Items listed in a dataset:
+ + + + + + +

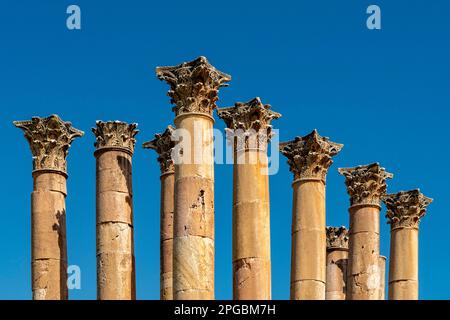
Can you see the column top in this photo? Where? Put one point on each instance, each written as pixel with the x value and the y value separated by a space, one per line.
pixel 194 86
pixel 406 208
pixel 163 145
pixel 310 157
pixel 366 184
pixel 250 122
pixel 49 139
pixel 337 238
pixel 115 135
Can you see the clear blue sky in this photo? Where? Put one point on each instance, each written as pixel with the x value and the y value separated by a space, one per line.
pixel 384 94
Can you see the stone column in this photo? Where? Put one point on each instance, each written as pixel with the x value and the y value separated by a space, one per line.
pixel 337 258
pixel 309 158
pixel 249 130
pixel 382 265
pixel 163 145
pixel 115 248
pixel 49 140
pixel 365 185
pixel 404 211
pixel 193 88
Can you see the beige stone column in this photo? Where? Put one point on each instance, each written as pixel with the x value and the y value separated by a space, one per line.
pixel 163 145
pixel 337 258
pixel 404 211
pixel 382 265
pixel 115 247
pixel 193 88
pixel 49 140
pixel 365 185
pixel 249 130
pixel 309 158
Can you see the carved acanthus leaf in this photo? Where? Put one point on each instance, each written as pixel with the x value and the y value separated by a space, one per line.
pixel 406 208
pixel 310 157
pixel 366 184
pixel 49 139
pixel 337 238
pixel 249 123
pixel 194 85
pixel 163 145
pixel 115 134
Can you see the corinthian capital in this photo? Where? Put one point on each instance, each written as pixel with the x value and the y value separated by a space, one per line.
pixel 115 135
pixel 366 184
pixel 163 145
pixel 250 122
pixel 337 238
pixel 193 85
pixel 310 157
pixel 406 208
pixel 49 140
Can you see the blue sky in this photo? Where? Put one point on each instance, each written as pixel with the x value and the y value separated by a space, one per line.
pixel 384 94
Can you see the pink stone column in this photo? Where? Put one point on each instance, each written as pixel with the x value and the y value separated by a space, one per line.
pixel 309 158
pixel 163 145
pixel 404 212
pixel 194 91
pixel 249 126
pixel 365 185
pixel 49 140
pixel 337 259
pixel 115 242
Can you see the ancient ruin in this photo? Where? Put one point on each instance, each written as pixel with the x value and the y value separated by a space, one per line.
pixel 330 263
pixel 49 140
pixel 251 207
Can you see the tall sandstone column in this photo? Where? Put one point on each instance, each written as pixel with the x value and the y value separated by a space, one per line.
pixel 115 247
pixel 309 158
pixel 163 145
pixel 194 91
pixel 337 259
pixel 249 126
pixel 382 265
pixel 49 140
pixel 404 211
pixel 365 185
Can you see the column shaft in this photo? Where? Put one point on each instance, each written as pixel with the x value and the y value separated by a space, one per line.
pixel 251 227
pixel 115 252
pixel 363 279
pixel 167 198
pixel 403 264
pixel 193 242
pixel 337 260
pixel 308 273
pixel 49 248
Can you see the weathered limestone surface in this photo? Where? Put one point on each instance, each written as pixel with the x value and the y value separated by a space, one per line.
pixel 163 145
pixel 309 158
pixel 382 265
pixel 365 185
pixel 251 205
pixel 49 140
pixel 115 248
pixel 404 211
pixel 193 90
pixel 337 259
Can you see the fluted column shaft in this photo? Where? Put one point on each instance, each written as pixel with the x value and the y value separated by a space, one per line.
pixel 309 158
pixel 49 140
pixel 404 211
pixel 115 243
pixel 251 227
pixel 193 90
pixel 308 275
pixel 193 234
pixel 365 185
pixel 337 259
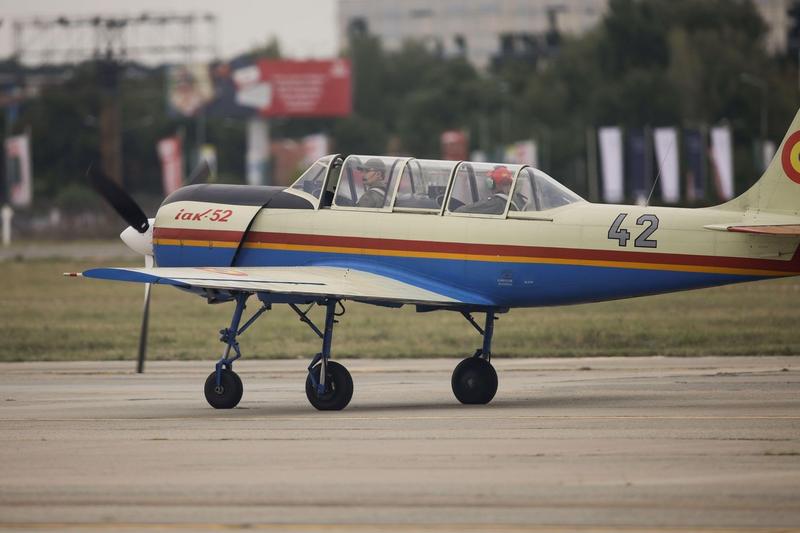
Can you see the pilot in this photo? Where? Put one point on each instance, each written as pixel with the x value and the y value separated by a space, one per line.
pixel 374 183
pixel 499 180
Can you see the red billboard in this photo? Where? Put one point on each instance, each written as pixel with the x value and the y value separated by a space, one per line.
pixel 279 88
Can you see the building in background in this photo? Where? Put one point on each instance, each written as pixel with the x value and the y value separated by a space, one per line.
pixel 487 31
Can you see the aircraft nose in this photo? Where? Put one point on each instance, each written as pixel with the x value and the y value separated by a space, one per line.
pixel 141 243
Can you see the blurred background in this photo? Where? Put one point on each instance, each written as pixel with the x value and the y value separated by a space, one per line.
pixel 604 95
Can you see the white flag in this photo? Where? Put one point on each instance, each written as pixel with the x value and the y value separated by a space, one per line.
pixel 666 142
pixel 257 151
pixel 611 164
pixel 722 156
pixel 19 178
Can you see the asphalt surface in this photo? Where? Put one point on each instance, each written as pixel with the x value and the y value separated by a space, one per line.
pixel 663 444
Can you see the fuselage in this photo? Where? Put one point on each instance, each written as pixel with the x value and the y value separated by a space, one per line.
pixel 580 252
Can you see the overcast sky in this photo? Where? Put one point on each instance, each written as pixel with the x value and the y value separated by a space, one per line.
pixel 305 28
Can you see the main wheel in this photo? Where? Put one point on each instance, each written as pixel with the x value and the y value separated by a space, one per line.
pixel 229 391
pixel 338 388
pixel 474 381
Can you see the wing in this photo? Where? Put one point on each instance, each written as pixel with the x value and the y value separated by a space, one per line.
pixel 336 282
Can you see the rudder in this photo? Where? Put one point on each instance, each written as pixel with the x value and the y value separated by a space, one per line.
pixel 778 189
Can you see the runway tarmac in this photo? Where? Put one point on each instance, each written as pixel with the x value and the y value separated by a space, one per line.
pixel 609 444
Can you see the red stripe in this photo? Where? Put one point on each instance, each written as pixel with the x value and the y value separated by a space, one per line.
pixel 499 250
pixel 197 234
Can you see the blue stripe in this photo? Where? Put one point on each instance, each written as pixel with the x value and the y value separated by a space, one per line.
pixel 479 282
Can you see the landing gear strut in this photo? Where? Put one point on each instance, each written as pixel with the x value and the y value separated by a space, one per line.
pixel 474 379
pixel 224 387
pixel 329 386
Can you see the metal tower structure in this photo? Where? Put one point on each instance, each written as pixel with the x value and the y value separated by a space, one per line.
pixel 111 41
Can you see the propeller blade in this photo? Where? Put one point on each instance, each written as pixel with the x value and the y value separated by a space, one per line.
pixel 200 174
pixel 121 201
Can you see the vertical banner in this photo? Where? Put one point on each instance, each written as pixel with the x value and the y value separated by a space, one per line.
pixel 257 151
pixel 19 178
pixel 610 139
pixel 637 167
pixel 208 153
pixel 666 144
pixel 170 153
pixel 722 161
pixel 455 145
pixel 695 165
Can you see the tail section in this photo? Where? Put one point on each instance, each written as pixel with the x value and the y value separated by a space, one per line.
pixel 778 189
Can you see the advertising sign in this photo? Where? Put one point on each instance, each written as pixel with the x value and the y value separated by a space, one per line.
pixel 666 143
pixel 611 163
pixel 722 161
pixel 188 88
pixel 171 155
pixel 278 88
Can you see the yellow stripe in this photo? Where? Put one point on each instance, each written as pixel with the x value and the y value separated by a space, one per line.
pixel 479 257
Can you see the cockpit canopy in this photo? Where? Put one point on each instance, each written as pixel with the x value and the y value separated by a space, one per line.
pixel 454 188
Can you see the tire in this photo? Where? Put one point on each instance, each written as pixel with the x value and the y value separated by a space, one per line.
pixel 474 381
pixel 338 385
pixel 230 392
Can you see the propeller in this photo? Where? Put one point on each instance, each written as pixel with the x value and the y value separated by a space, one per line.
pixel 139 235
pixel 121 201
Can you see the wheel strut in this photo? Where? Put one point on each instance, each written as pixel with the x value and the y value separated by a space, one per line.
pixel 223 387
pixel 329 386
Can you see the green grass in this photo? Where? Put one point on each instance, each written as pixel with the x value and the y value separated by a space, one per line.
pixel 44 316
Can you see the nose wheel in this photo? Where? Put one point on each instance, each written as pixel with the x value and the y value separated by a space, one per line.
pixel 225 394
pixel 474 380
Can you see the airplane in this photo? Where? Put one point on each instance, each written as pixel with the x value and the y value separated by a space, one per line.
pixel 461 236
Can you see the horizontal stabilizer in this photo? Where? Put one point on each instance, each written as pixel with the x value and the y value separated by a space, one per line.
pixel 334 282
pixel 789 230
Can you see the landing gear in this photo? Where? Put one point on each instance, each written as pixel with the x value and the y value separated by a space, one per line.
pixel 224 387
pixel 338 387
pixel 227 393
pixel 329 386
pixel 474 379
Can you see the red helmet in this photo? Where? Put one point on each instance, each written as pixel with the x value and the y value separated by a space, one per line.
pixel 500 175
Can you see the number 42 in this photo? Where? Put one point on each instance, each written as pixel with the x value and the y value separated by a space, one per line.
pixel 623 235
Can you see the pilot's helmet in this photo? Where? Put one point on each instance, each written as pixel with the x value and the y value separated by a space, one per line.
pixel 373 164
pixel 499 175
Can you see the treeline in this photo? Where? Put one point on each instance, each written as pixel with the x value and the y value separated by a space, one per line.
pixel 649 63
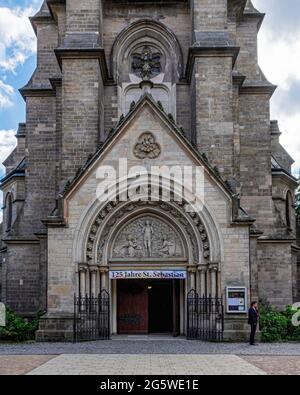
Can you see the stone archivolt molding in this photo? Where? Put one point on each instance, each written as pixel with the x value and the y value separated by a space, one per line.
pixel 110 215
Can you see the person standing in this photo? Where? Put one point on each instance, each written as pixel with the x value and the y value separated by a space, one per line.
pixel 253 321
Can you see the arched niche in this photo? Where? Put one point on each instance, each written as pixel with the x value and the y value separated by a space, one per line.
pixel 166 61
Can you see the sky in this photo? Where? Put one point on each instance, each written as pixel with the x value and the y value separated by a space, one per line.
pixel 279 58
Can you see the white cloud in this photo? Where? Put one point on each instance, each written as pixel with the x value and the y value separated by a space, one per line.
pixel 6 94
pixel 18 41
pixel 8 142
pixel 279 58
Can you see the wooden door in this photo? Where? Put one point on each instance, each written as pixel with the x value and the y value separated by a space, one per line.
pixel 132 307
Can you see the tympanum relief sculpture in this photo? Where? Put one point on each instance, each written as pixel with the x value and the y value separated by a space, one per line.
pixel 147 238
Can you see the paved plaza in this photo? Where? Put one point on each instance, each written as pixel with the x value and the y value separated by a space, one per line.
pixel 150 356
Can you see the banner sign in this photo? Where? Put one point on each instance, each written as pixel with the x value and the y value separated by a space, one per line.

+ + + + + + +

> **What you have to do**: Produce an exact copy of the lines from the one containing "Can you see the arched" through the last line, and of nothing else.

> **The solution**:
Can you see the arched niche in this photo? Where? Put one point on each instance, each written as pixel with the x value and the y value separated by a space, one per line.
pixel 166 61
Can you see the sky in this photo? Where? Put one point on each instance, each written as pixel with the x value and the y value separated by a space, one per line.
pixel 279 58
Can you see the white cloud in this photo? Where? Put one point on each instance, each written as pixel with the x value and the y value separated by a space, one per line.
pixel 6 94
pixel 18 41
pixel 8 142
pixel 279 58
Can you see the wooden door in this photo? Where? Put one point on each instance, each written as pixel with the x value and the y value separated by a space, one per line.
pixel 132 307
Can you see the tympanum relief sculpture in this photo? Where? Put one point on each instance, each written as pixel with the x value and the y value separated by a space, one per line.
pixel 147 238
Can you see the paved plaza in this photo? Where? Put one point on each instance, each written as pixel with the x value and the y value separated by a space, one per line.
pixel 150 356
Can you see the banner sign in this photo? Where? Put one point on each instance, each written as pixel with the x value and the y value separated by a space, one per line.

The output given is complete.